-- start of DATASET EXTRACT --
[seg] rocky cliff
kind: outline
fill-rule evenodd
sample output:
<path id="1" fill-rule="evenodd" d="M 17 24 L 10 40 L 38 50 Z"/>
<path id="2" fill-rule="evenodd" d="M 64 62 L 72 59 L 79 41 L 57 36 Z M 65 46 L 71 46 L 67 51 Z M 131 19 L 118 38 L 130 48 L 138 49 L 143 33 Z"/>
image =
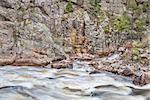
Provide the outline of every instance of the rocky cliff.
<path id="1" fill-rule="evenodd" d="M 149 21 L 149 0 L 0 0 L 0 65 L 148 43 Z"/>

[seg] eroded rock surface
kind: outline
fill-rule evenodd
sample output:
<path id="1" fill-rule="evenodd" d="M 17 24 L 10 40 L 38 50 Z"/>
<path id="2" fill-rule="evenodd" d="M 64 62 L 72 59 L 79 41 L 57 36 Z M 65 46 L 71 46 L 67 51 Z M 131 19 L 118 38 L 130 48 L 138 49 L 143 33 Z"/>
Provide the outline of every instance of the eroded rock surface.
<path id="1" fill-rule="evenodd" d="M 0 65 L 44 66 L 54 57 L 68 57 L 67 53 L 98 53 L 107 51 L 109 46 L 115 51 L 127 38 L 137 38 L 134 34 L 128 36 L 127 31 L 111 35 L 115 30 L 107 29 L 114 17 L 124 14 L 130 20 L 141 18 L 137 23 L 146 19 L 144 26 L 138 24 L 140 29 L 145 27 L 145 31 L 131 33 L 149 33 L 147 0 L 79 1 L 71 0 L 72 10 L 66 13 L 68 0 L 1 0 Z M 72 30 L 75 36 L 71 35 Z M 75 42 L 71 36 L 76 37 Z"/>
<path id="2" fill-rule="evenodd" d="M 0 98 L 1 100 L 148 100 L 150 98 L 149 84 L 142 87 L 135 86 L 132 79 L 111 73 L 89 74 L 86 66 L 78 65 L 79 62 L 75 63 L 73 69 L 1 67 Z"/>

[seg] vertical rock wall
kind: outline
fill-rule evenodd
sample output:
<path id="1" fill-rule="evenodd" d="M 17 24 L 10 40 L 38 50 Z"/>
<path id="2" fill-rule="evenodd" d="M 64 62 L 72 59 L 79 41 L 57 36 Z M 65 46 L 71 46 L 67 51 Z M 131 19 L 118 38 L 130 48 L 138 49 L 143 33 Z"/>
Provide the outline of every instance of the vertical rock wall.
<path id="1" fill-rule="evenodd" d="M 128 11 L 129 0 L 101 0 L 98 13 L 90 0 L 79 1 L 71 0 L 73 12 L 65 13 L 68 0 L 0 0 L 0 65 L 45 65 L 80 47 L 86 51 L 78 52 L 95 53 L 116 40 L 116 35 L 107 38 L 105 34 L 110 19 L 125 12 L 134 16 Z M 149 1 L 136 0 L 144 2 Z M 148 12 L 141 17 L 149 20 Z M 75 45 L 70 39 L 72 30 L 76 30 Z"/>

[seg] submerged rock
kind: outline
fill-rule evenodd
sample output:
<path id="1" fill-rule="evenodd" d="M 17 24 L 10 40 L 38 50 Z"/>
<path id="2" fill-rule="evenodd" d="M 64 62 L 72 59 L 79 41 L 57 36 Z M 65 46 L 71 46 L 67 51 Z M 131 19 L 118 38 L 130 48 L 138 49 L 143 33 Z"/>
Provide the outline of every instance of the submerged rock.
<path id="1" fill-rule="evenodd" d="M 86 68 L 86 67 L 84 67 Z M 5 66 L 0 68 L 1 100 L 147 100 L 150 85 L 130 78 L 84 70 Z"/>

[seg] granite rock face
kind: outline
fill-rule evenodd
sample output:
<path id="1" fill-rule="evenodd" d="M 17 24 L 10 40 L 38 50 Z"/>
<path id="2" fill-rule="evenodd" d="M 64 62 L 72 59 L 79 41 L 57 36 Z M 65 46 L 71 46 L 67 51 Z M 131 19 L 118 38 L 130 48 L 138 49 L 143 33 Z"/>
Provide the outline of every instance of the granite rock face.
<path id="1" fill-rule="evenodd" d="M 110 16 L 125 12 L 134 16 L 128 11 L 128 1 L 101 0 L 95 8 L 90 0 L 71 0 L 73 11 L 66 13 L 68 0 L 0 0 L 0 65 L 46 65 L 54 57 L 67 57 L 74 47 L 90 53 L 103 50 L 116 40 L 116 36 L 112 39 L 105 34 Z M 101 10 L 96 10 L 99 7 Z M 72 29 L 76 30 L 77 46 L 70 40 Z M 124 34 L 120 39 L 126 38 Z M 81 37 L 83 41 L 79 41 Z"/>

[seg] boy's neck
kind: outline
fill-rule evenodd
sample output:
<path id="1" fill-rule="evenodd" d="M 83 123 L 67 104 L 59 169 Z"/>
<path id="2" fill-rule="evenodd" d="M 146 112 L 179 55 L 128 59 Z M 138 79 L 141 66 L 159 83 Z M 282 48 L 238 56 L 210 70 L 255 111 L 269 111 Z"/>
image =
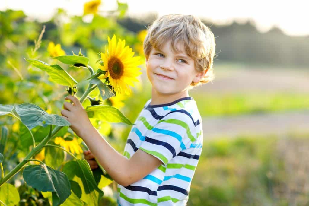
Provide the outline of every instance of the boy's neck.
<path id="1" fill-rule="evenodd" d="M 151 91 L 151 102 L 150 104 L 156 105 L 167 104 L 172 102 L 181 98 L 188 96 L 188 89 L 176 94 L 163 95 L 158 93 L 153 88 Z"/>

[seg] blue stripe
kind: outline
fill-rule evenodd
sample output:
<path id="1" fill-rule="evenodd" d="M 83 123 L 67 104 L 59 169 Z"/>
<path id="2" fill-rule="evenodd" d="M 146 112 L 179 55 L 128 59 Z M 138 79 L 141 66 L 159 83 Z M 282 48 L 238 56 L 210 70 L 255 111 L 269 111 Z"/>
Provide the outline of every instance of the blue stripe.
<path id="1" fill-rule="evenodd" d="M 154 176 L 153 176 L 152 175 L 151 175 L 150 174 L 148 174 L 143 179 L 149 179 L 150 180 L 151 180 L 152 182 L 155 183 L 157 183 L 159 184 L 162 183 L 162 180 L 161 179 L 158 179 Z"/>
<path id="2" fill-rule="evenodd" d="M 176 111 L 177 110 L 176 108 L 170 108 L 168 107 L 163 107 L 163 109 L 165 110 L 170 110 L 171 111 Z"/>
<path id="3" fill-rule="evenodd" d="M 202 147 L 202 144 L 200 143 L 198 144 L 191 144 L 190 145 L 190 148 L 199 148 Z"/>
<path id="4" fill-rule="evenodd" d="M 160 186 L 159 187 L 158 187 L 158 189 L 157 190 L 157 191 L 160 191 L 161 190 L 174 190 L 174 191 L 179 192 L 186 195 L 188 195 L 189 194 L 189 192 L 184 189 L 173 185 L 163 185 L 163 186 Z"/>
<path id="5" fill-rule="evenodd" d="M 177 133 L 175 132 L 172 131 L 166 130 L 166 129 L 158 129 L 155 128 L 153 128 L 151 130 L 155 132 L 157 132 L 157 133 L 164 134 L 167 135 L 171 137 L 175 137 L 180 142 L 180 146 L 182 149 L 186 149 L 186 146 L 184 145 L 184 144 L 182 141 L 182 137 L 181 137 L 181 136 L 179 135 L 178 134 L 177 134 Z"/>
<path id="6" fill-rule="evenodd" d="M 138 148 L 136 147 L 136 145 L 135 145 L 134 142 L 131 139 L 128 139 L 128 140 L 127 140 L 127 143 L 128 143 L 131 145 L 131 146 L 132 146 L 132 148 L 133 148 L 133 150 L 134 150 L 134 152 L 136 152 L 138 149 Z"/>
<path id="7" fill-rule="evenodd" d="M 152 191 L 148 187 L 141 187 L 140 186 L 131 186 L 131 185 L 129 185 L 129 186 L 124 187 L 125 188 L 130 190 L 146 192 L 150 195 L 157 195 L 156 191 Z"/>
<path id="8" fill-rule="evenodd" d="M 145 137 L 142 135 L 142 132 L 137 128 L 134 127 L 132 128 L 131 132 L 135 132 L 136 135 L 138 136 L 139 139 L 141 141 L 144 141 L 145 140 Z"/>
<path id="9" fill-rule="evenodd" d="M 167 176 L 164 177 L 164 179 L 163 180 L 163 181 L 165 181 L 165 180 L 168 180 L 171 178 L 173 178 L 173 177 L 175 177 L 175 178 L 179 179 L 182 179 L 184 181 L 186 181 L 188 183 L 189 183 L 191 181 L 191 178 L 190 178 L 186 176 L 184 176 L 183 175 L 179 174 L 176 174 L 175 175 L 173 175 L 171 176 Z"/>
<path id="10" fill-rule="evenodd" d="M 176 151 L 175 151 L 175 149 L 171 145 L 167 142 L 152 139 L 148 137 L 146 137 L 145 141 L 157 145 L 162 145 L 169 150 L 173 155 L 173 158 L 175 157 L 176 156 Z"/>
<path id="11" fill-rule="evenodd" d="M 186 153 L 184 152 L 180 152 L 178 153 L 178 154 L 177 155 L 177 156 L 184 157 L 185 157 L 189 158 L 189 159 L 195 159 L 198 160 L 200 158 L 199 155 L 194 154 L 188 154 L 188 153 Z"/>

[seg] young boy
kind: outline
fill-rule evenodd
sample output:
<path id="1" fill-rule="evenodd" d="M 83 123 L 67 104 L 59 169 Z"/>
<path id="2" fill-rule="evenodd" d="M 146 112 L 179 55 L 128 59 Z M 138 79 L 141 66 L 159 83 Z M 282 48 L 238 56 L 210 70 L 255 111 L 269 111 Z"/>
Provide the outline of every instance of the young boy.
<path id="1" fill-rule="evenodd" d="M 172 15 L 157 19 L 144 42 L 152 98 L 132 126 L 124 156 L 91 125 L 77 98 L 68 96 L 63 115 L 118 183 L 118 205 L 185 205 L 203 144 L 202 120 L 192 87 L 213 78 L 213 34 L 198 19 Z M 71 115 L 68 115 L 70 110 Z M 91 150 L 91 152 L 90 152 Z"/>

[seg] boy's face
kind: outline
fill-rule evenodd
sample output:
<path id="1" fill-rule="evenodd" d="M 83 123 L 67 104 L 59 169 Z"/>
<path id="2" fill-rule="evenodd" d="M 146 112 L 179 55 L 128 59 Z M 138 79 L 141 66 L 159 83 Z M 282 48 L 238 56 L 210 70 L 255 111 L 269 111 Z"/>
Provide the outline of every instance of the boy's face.
<path id="1" fill-rule="evenodd" d="M 187 55 L 183 45 L 179 44 L 176 46 L 180 53 L 173 51 L 170 41 L 159 48 L 153 48 L 146 60 L 147 75 L 153 92 L 158 95 L 182 97 L 187 94 L 192 81 L 198 82 L 205 74 L 196 71 L 194 61 Z"/>

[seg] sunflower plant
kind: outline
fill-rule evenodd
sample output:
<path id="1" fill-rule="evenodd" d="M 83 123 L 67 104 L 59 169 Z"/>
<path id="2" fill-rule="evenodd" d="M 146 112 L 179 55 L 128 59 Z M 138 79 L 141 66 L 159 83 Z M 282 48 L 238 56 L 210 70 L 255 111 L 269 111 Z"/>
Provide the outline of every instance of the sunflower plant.
<path id="1" fill-rule="evenodd" d="M 87 88 L 79 101 L 82 103 L 86 100 L 90 101 L 91 106 L 85 108 L 90 118 L 132 125 L 119 109 L 102 103 L 112 98 L 114 99 L 109 102 L 115 102 L 117 99 L 122 99 L 119 98 L 120 96 L 130 94 L 129 86 L 134 86 L 134 82 L 138 81 L 137 77 L 142 74 L 138 67 L 141 63 L 140 57 L 133 56 L 134 53 L 129 46 L 125 46 L 124 40 L 119 39 L 117 42 L 114 35 L 111 39 L 108 37 L 108 41 L 104 52 L 99 53 L 100 58 L 97 62 L 99 66 L 95 74 L 88 65 L 89 58 L 80 50 L 78 55 L 73 53 L 72 55 L 55 55 L 53 58 L 62 62 L 61 65 L 69 65 L 73 69 L 89 71 L 90 76 L 85 80 L 88 81 Z M 76 95 L 78 82 L 60 65 L 49 65 L 38 59 L 25 59 L 32 66 L 46 72 L 54 83 L 67 86 L 66 90 L 70 94 Z M 96 90 L 99 93 L 100 99 L 89 96 Z M 106 180 L 110 183 L 110 178 L 101 170 L 93 172 L 86 160 L 79 159 L 75 156 L 82 152 L 81 145 L 86 148 L 87 145 L 69 128 L 70 122 L 61 116 L 48 113 L 30 103 L 0 104 L 0 116 L 10 116 L 18 120 L 20 123 L 19 128 L 26 131 L 24 135 L 21 136 L 21 141 L 26 142 L 22 139 L 27 137 L 27 141 L 30 140 L 31 145 L 25 158 L 5 175 L 2 163 L 6 157 L 3 149 L 5 146 L 7 130 L 2 127 L 0 139 L 0 196 L 2 189 L 10 191 L 10 194 L 1 196 L 2 202 L 0 204 L 9 202 L 14 199 L 13 196 L 18 195 L 16 189 L 6 183 L 22 170 L 27 184 L 51 200 L 53 206 L 71 205 L 72 202 L 75 205 L 84 205 L 85 203 L 89 205 L 99 204 L 103 195 L 99 187 L 108 184 Z M 34 129 L 36 129 L 35 133 L 33 132 Z M 46 134 L 43 138 L 37 136 L 37 134 Z M 66 160 L 66 153 L 71 157 L 71 160 Z"/>

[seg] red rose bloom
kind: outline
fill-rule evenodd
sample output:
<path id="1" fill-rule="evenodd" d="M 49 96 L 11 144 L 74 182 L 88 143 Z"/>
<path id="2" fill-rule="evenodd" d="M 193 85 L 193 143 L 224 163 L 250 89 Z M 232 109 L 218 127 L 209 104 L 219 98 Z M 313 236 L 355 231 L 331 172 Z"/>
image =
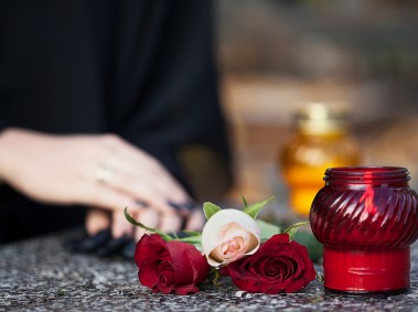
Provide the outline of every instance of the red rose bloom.
<path id="1" fill-rule="evenodd" d="M 164 241 L 160 235 L 144 235 L 135 251 L 141 284 L 153 292 L 189 294 L 210 272 L 206 258 L 191 244 Z"/>
<path id="2" fill-rule="evenodd" d="M 277 234 L 251 256 L 229 263 L 234 284 L 248 292 L 281 293 L 304 288 L 315 278 L 307 247 Z"/>

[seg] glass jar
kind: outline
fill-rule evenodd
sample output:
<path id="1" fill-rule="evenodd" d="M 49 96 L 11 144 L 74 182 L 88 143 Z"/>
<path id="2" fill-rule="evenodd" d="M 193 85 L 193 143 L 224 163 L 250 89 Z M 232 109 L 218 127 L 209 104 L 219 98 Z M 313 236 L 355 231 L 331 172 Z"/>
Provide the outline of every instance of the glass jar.
<path id="1" fill-rule="evenodd" d="M 398 166 L 331 168 L 310 223 L 324 246 L 324 287 L 344 292 L 409 288 L 418 196 Z"/>
<path id="2" fill-rule="evenodd" d="M 360 164 L 347 121 L 346 109 L 322 104 L 309 104 L 294 115 L 296 136 L 279 162 L 289 186 L 290 206 L 298 215 L 308 217 L 328 168 Z"/>

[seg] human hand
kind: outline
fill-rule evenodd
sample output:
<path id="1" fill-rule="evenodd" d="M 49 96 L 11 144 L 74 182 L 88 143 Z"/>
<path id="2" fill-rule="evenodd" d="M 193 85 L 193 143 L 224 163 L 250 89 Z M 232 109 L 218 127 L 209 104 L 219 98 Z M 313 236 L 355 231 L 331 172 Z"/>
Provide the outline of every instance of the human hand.
<path id="1" fill-rule="evenodd" d="M 115 237 L 133 235 L 124 217 L 126 206 L 143 224 L 165 232 L 179 230 L 183 218 L 190 218 L 191 228 L 203 225 L 195 214 L 170 206 L 187 203 L 190 197 L 161 163 L 117 136 L 8 129 L 0 136 L 0 180 L 26 196 L 103 209 L 87 218 L 90 233 L 109 227 L 111 220 Z"/>

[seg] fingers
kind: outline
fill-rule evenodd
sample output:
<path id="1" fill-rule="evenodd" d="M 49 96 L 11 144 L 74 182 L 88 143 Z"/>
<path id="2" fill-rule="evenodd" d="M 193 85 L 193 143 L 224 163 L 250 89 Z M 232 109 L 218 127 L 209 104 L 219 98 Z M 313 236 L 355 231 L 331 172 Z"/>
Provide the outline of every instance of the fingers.
<path id="1" fill-rule="evenodd" d="M 121 195 L 125 195 L 146 203 L 161 214 L 174 215 L 178 212 L 170 203 L 183 204 L 190 201 L 185 190 L 153 157 L 115 136 L 104 136 L 103 143 L 106 151 L 103 152 L 105 157 L 98 168 L 104 165 L 104 170 L 99 172 L 100 179 L 96 182 L 105 182 L 98 185 L 103 192 L 106 191 L 104 187 L 114 191 L 114 194 L 108 192 L 104 195 L 110 197 L 111 202 L 106 200 L 108 205 L 114 206 L 110 203 L 124 200 Z M 109 168 L 109 172 L 105 171 L 106 166 Z M 119 198 L 115 198 L 115 192 L 120 193 Z M 98 196 L 95 198 L 106 207 L 104 196 L 100 197 L 103 200 L 98 200 Z M 182 213 L 187 215 L 186 211 Z"/>
<path id="2" fill-rule="evenodd" d="M 137 220 L 150 228 L 158 228 L 159 226 L 159 213 L 156 209 L 143 208 L 139 213 Z M 139 240 L 144 234 L 146 229 L 141 227 L 136 228 L 135 238 Z"/>

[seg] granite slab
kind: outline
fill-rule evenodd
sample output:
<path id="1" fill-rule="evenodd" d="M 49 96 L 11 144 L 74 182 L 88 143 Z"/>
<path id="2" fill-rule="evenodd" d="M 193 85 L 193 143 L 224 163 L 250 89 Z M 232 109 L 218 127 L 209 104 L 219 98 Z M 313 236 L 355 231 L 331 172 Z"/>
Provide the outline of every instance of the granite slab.
<path id="1" fill-rule="evenodd" d="M 340 294 L 318 281 L 298 293 L 254 294 L 224 279 L 221 288 L 168 295 L 141 287 L 133 261 L 68 252 L 66 235 L 0 247 L 0 311 L 418 311 L 418 245 L 401 294 Z"/>

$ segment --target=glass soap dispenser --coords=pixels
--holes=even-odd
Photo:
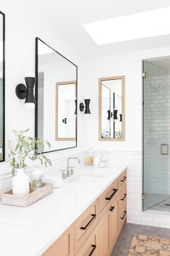
[[[32,172],[32,187],[40,189],[42,186],[42,171],[38,165],[35,166]]]
[[[94,159],[94,150],[90,147],[86,152],[86,164],[93,164]]]
[[[109,160],[109,153],[107,152],[106,150],[100,153],[100,158],[101,160],[105,164],[105,167],[108,166],[107,163]]]

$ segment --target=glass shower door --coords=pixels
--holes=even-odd
[[[167,199],[169,95],[166,68],[143,61],[143,71],[146,76],[143,78],[143,209],[145,211]]]

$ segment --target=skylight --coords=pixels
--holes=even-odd
[[[170,7],[84,24],[97,45],[170,34]]]

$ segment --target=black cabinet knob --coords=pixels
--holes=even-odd
[[[114,206],[111,206],[111,208],[110,208],[110,210],[112,212],[114,209]]]

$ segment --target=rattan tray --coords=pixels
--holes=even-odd
[[[27,207],[38,200],[52,193],[53,183],[43,182],[42,187],[37,189],[30,187],[30,193],[26,195],[13,195],[12,190],[1,194],[2,204]]]

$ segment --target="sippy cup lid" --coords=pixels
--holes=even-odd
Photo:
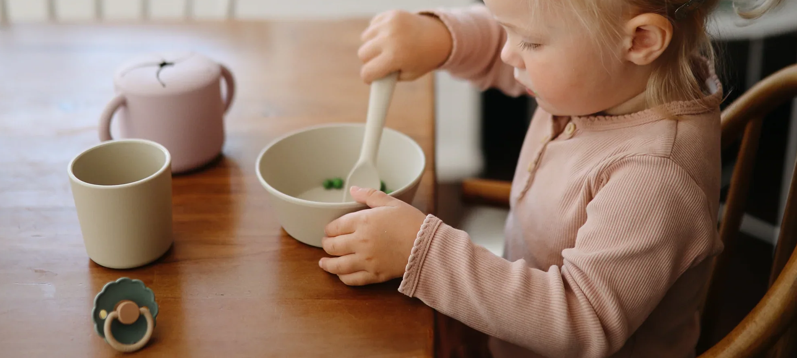
[[[194,52],[148,53],[119,67],[114,85],[123,93],[139,96],[179,94],[218,83],[221,68]]]

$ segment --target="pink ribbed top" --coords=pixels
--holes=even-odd
[[[483,6],[433,11],[442,69],[518,96]],[[537,110],[512,185],[505,257],[428,215],[399,291],[490,336],[495,357],[694,355],[717,232],[721,86],[618,116]]]

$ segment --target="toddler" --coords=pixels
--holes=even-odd
[[[778,2],[740,11],[756,18]],[[367,83],[442,69],[538,104],[505,257],[381,191],[331,222],[320,266],[491,336],[495,357],[689,357],[713,258],[723,98],[717,0],[485,0],[374,18]]]

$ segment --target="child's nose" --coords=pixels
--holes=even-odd
[[[516,52],[516,46],[512,45],[508,40],[504,42],[504,47],[501,49],[501,59],[510,66],[521,69],[525,69],[523,60]]]

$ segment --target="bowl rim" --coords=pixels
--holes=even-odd
[[[361,204],[359,203],[354,201],[345,202],[345,203],[323,203],[323,202],[314,202],[311,200],[305,200],[303,199],[299,199],[294,196],[291,196],[285,193],[283,193],[282,191],[277,190],[276,188],[272,187],[271,184],[269,184],[269,183],[266,182],[265,179],[263,179],[263,175],[260,171],[260,163],[263,159],[263,155],[265,154],[266,151],[269,151],[269,148],[276,145],[277,143],[287,139],[288,137],[293,136],[304,132],[322,129],[325,128],[340,128],[340,127],[362,128],[365,127],[365,124],[342,122],[342,123],[328,123],[323,124],[313,124],[303,127],[301,128],[295,129],[292,131],[289,131],[287,133],[285,133],[282,136],[280,136],[273,140],[271,142],[266,144],[265,147],[263,148],[263,149],[260,151],[260,153],[257,155],[257,160],[255,160],[254,171],[255,174],[257,175],[257,180],[260,182],[261,185],[262,185],[263,187],[265,187],[267,191],[269,191],[269,192],[273,194],[274,195],[277,195],[277,197],[279,197],[283,200],[286,200],[293,203],[301,204],[307,207],[318,207],[318,208],[331,208],[331,209],[351,209],[358,207],[366,207],[365,204]],[[388,194],[388,195],[391,197],[395,197],[404,193],[409,188],[416,185],[423,178],[423,175],[426,171],[426,153],[423,151],[423,148],[421,148],[421,145],[418,144],[415,140],[414,140],[410,136],[407,136],[406,134],[402,132],[401,131],[391,128],[387,126],[385,126],[383,130],[394,132],[398,135],[399,136],[403,136],[404,138],[409,140],[409,142],[412,144],[412,147],[415,148],[418,153],[421,154],[421,164],[422,169],[420,171],[418,175],[416,175],[415,178],[413,179],[411,182],[410,182],[409,183],[404,185],[403,187],[398,189],[391,191],[391,194]]]

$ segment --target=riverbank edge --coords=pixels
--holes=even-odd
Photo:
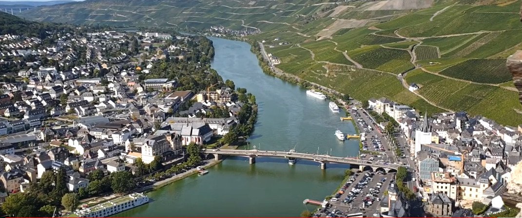
[[[217,161],[216,160],[213,160],[213,161],[211,162],[210,163],[209,163],[208,164],[207,164],[206,165],[203,165],[203,168],[209,168],[209,167],[213,167],[214,166],[216,166],[216,165],[217,165],[218,164],[220,164],[221,162],[223,162],[223,159],[220,159],[220,160],[217,160]],[[181,180],[182,179],[184,179],[185,178],[188,177],[189,177],[191,176],[192,176],[193,175],[196,174],[197,174],[197,173],[198,173],[198,171],[197,171],[197,169],[196,169],[196,168],[192,169],[189,170],[189,171],[188,171],[187,172],[184,173],[183,174],[182,174],[181,175],[181,176],[180,176],[179,177],[175,178],[175,177],[176,177],[176,176],[173,176],[172,177],[171,177],[171,178],[170,178],[169,179],[167,179],[165,180],[160,181],[163,181],[167,180],[167,181],[165,181],[164,182],[163,182],[163,183],[161,183],[161,184],[158,184],[158,185],[156,185],[153,186],[152,188],[151,189],[149,189],[147,192],[150,192],[150,191],[156,191],[156,190],[159,190],[159,189],[160,189],[161,188],[163,188],[163,187],[165,187],[167,185],[171,184],[171,183],[172,183],[173,182],[176,182],[177,181]],[[176,175],[176,176],[177,176],[177,175]]]
[[[337,91],[334,89],[327,88],[314,83],[311,83],[309,81],[306,81],[305,79],[301,79],[301,78],[299,78],[297,76],[288,74],[287,73],[284,73],[282,71],[281,71],[281,72],[279,74],[273,72],[270,69],[270,66],[269,66],[265,62],[263,55],[263,54],[262,54],[261,51],[259,50],[259,44],[258,44],[258,42],[257,41],[245,39],[242,37],[238,37],[228,36],[226,37],[217,37],[213,36],[205,36],[207,37],[214,37],[217,38],[228,39],[234,41],[240,41],[246,42],[247,43],[250,45],[250,48],[251,48],[250,51],[255,54],[256,55],[256,56],[257,57],[257,61],[258,62],[259,66],[261,67],[261,69],[263,71],[263,73],[264,73],[266,74],[268,74],[269,75],[274,76],[275,77],[279,78],[281,79],[282,79],[283,81],[290,82],[290,83],[298,85],[304,88],[317,88],[317,87],[320,87],[323,90],[327,91],[326,95],[327,95],[330,99],[334,100],[334,101],[336,102],[336,104],[339,105],[340,104],[339,102],[342,102],[342,104],[340,104],[342,105],[343,106],[345,107],[345,110],[346,110],[347,113],[349,113],[349,112],[348,112],[348,109],[347,107],[347,104],[346,104],[346,102],[343,102],[342,100],[340,99],[340,96],[341,94],[339,91]],[[285,75],[286,75],[286,76]],[[292,78],[294,79],[291,80],[290,78]],[[302,81],[304,81],[305,82],[302,82]],[[311,84],[313,86],[307,85],[307,83]],[[352,119],[351,122],[352,124],[353,125],[354,128],[355,129],[356,133],[358,134],[360,134],[360,132],[359,129],[359,127],[355,123],[355,121],[353,119]],[[362,143],[360,141],[360,140],[359,141],[359,147],[360,147],[359,148],[360,153],[360,152],[366,153],[365,152],[366,152],[366,151],[363,151],[362,150]],[[351,175],[348,175],[345,176],[345,178],[343,179],[342,181],[341,181],[341,183],[337,187],[337,188],[334,189],[334,191],[330,195],[335,194],[335,193],[337,192],[337,190],[340,189],[341,187],[342,187],[343,185],[346,183],[347,181],[348,181],[350,176]],[[313,211],[312,211],[312,213],[313,214],[316,213],[321,208],[321,206],[318,207]]]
-- end of DATASET EXTRACT --
Swap "young boy" for "small child" in the records, starting at the line that contains "[seg] young boy" and stopping after the line that contains "172 15 L 157". Give only those lines, with everything else left unchanged.

[seg] small child
kind: outline
fill-rule evenodd
sample output:
<path id="1" fill-rule="evenodd" d="M 83 123 L 67 104 L 59 169 Z"/>
<path id="2" fill-rule="evenodd" d="M 146 112 L 179 55 L 128 59 Z M 138 79 L 141 66 L 159 83 Z M 282 48 L 238 56 L 210 70 L 255 111 L 269 111 Z"/>
Provide the outline of every instance of the small child.
<path id="1" fill-rule="evenodd" d="M 172 15 L 157 19 L 144 42 L 152 98 L 132 126 L 124 156 L 91 125 L 77 98 L 68 96 L 63 115 L 118 183 L 118 205 L 185 205 L 203 144 L 202 120 L 192 87 L 213 78 L 213 34 L 198 19 Z M 71 115 L 68 115 L 70 110 Z M 91 150 L 91 152 L 90 152 Z"/>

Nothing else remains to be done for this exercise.